## [Given instruction]
Rewrite the data below with every "instance" swapped for "match", leaving everything else unchanged.

(Rows from a pointing dataset)
Begin
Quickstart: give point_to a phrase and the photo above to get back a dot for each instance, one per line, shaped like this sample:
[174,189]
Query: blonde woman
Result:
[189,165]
End
## [Final answer]
Quickstart: give point_to a phrase and the photo above to get back a dot for each match, one per line, shaped like this sample:
[174,189]
Query: blonde woman
Result:
[189,165]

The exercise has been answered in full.